23 February 2011

Nasi Goreng - the power of a food memory.

Some twenty five years ago, my then boyfriend and I went to a baby's christening.  The baby's parents, Michael & Vida (they ran the Singapura Restaurant in Fulham), hailed from China and Singapore respectively and this was no ordinary christening.  Regrettably, owing to one of my horses being poorly at the time and requiring veterinary intervention, we missed a large part of the Christening itself but managed to get back in time for the reception afterwards.
This was a very good thing, as Vida's Mum was in the kitchen of the hired Hall, making Nasi Goreng (amongst other things) for all the guests.  Huge platters kept appearing, with piles of steaming rice, chicken and prawns on board - which tasted divine.

Now, I knew I liked Nasi Goreng, as because my father was in the Royal Engineers we had lived abroad quite a bit during my childhood.  I was born in Malaysia and we spent intervals in Germany.  I'm not sure about experiencing Nasi Goreng as a baby in Malaysia (I doubt it, somehow!), but my parents (or my Dad, to be specific) obviously enjoyed it because I recall that when we were in Germany, we would often buy a big tin of Nasi Goreng from the Naafi.  I can very definitely remember eating that and liking it a lot.

That flavour - of Nasi Goreng (or Fried Rice) - has stayed with me down the years.

I can remember getting very excited some years ago when Sainsbury's started stocking small packs of Nasi Goreng seasoning, which contained instructions on making Nasi Goreng.  I tried it out, but the flavour wasn't quite how I remembered Vida's Mum's Nasi Goreng tasting, so it wasn't quite right.

Since then, I've tried a recipe from the BBC Good Food website - and it's the first recipe that's ever let me down in a big way, as it was not only horrible, but didn't taste in the slightest bit right.

That has to have been some three or four years ago.

So there I was, on Monday evening, trying to think of something relatively easy that I could make on Tuesday evening (following a busy day).  I've described how, at moments like this, I examine how I'm feeling and what I would really like to eat - and there, out of the gloom, came the answer "Nasi Goreng".  As ever, my mouth watered at the very idea.

(LIST OF TASKS)
1: Return the portion of the Nasi Goreng post from "Now, I knew" to "liking it a lot.", copied word for word.
2: Recast the location labeling records, from the start through the line with "26], [4, 12]]", as a Markdown table with the columns Row and Line. Leave out blank lines and the pictures.

[Location labeling records]
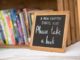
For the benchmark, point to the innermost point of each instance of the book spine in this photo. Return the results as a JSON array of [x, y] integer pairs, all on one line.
[[23, 26], [25, 13], [4, 25], [14, 22], [7, 27], [2, 39], [21, 41], [9, 22]]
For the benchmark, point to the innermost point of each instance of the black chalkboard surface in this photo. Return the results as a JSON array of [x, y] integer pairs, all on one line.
[[50, 31]]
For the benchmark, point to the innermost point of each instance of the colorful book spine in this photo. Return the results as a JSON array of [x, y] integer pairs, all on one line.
[[23, 27], [2, 37], [4, 26], [21, 41], [14, 22], [10, 26], [4, 12]]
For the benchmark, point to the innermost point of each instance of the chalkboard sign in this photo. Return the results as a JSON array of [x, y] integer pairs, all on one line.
[[49, 31]]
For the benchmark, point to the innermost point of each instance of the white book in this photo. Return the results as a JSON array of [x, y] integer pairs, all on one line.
[[23, 26]]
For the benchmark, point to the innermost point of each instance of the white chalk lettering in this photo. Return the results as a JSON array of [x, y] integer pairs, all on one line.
[[38, 30], [56, 32]]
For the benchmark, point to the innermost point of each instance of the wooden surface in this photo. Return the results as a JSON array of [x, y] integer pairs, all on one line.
[[33, 4], [78, 7], [64, 35]]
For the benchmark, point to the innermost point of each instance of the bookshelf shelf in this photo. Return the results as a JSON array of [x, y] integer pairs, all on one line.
[[32, 4]]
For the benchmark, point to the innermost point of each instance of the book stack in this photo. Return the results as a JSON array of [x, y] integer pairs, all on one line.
[[15, 27]]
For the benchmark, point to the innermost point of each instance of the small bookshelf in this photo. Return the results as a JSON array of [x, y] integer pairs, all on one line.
[[29, 4], [56, 5]]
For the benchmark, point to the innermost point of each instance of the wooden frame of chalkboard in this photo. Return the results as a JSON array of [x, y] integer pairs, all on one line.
[[45, 39]]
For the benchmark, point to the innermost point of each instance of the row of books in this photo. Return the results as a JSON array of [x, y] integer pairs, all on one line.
[[15, 27]]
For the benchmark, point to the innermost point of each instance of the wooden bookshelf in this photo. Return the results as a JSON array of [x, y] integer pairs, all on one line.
[[32, 4], [56, 5]]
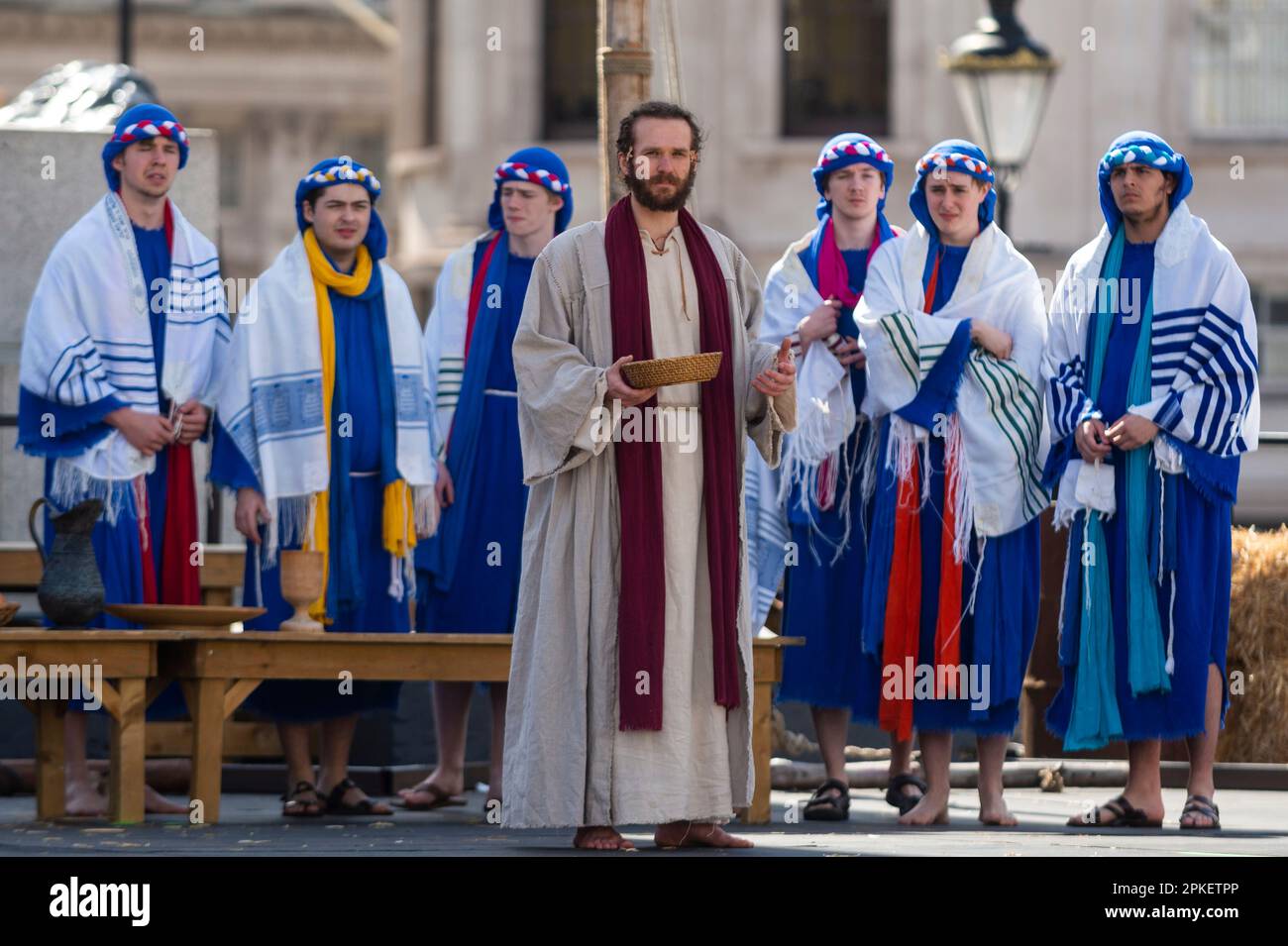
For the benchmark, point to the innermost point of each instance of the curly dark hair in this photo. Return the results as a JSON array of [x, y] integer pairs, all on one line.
[[656, 110]]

(RESULTS OF THE TASKS)
1:
Now, I knew I liked Nasi Goreng, as because my father was in the Royal Engineers we had lived abroad quite a bit during my childhood.  I was born in Malaysia and we spent intervals in Germany.  I'm not sure about experiencing Nasi Goreng as a baby in Malaysia (I doubt it, somehow!), but my parents (or my Dad, to be specific) obviously enjoyed it because I recall that when we were in Germany, we would often buy a big tin of Nasi Goreng from the Naafi.  I can very definitely remember eating that and liking it a lot.

2:
| Row | Line |
|---|---|
| 1 | For the benchmark, point to the innermost point of each instance of the book spine in this photo. Return the results as a JSON array of [x, y] integer pairs, all on one line. |
| 2 | [[23, 26], [25, 13], [4, 25], [14, 22], [7, 27], [2, 39], [21, 41], [9, 22]] |
| 3 | For the benchmark, point to the innermost point of each instance of the black chalkboard surface in this photo. Return the results as a JSON array of [x, y] integer pairs, all on one line. |
| 4 | [[50, 31]] |
| 5 | For the benchmark, point to the innermost point of each instance of the colorful book spine in this photo. Return the results as a JSON array of [x, y] integer pairs, all on one line. |
| 6 | [[23, 27], [2, 37], [4, 26], [21, 41], [14, 22], [10, 26], [4, 12]] |